** EXERCISE INPUTS follows **
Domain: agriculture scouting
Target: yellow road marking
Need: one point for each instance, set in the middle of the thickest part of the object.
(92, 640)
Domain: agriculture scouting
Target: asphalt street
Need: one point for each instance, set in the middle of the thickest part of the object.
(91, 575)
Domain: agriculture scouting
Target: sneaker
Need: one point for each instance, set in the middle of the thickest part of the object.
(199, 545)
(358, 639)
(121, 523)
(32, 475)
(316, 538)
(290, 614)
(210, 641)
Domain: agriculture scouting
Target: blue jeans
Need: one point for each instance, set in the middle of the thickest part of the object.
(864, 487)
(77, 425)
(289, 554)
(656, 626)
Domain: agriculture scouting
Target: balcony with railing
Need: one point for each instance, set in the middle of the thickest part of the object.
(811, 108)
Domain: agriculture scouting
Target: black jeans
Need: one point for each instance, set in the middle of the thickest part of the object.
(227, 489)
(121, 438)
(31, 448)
** End of EXERCISE INPUTS **
** EXERCISE INPUTS follows **
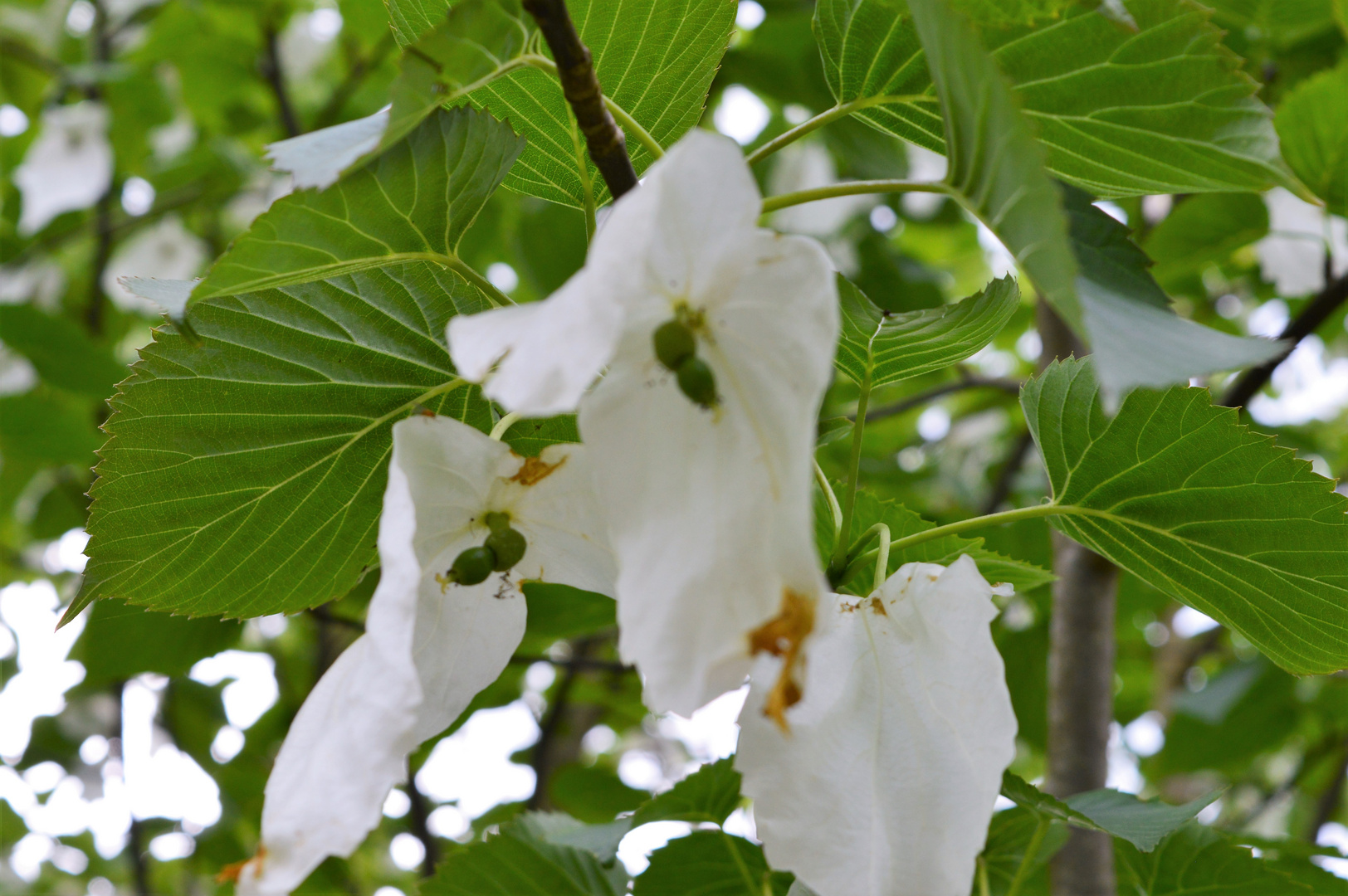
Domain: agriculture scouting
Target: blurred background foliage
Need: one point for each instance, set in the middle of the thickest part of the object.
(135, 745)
** End of EXERCISE INPUTS **
Give the number of lines above that hold "Target", with no other words.

7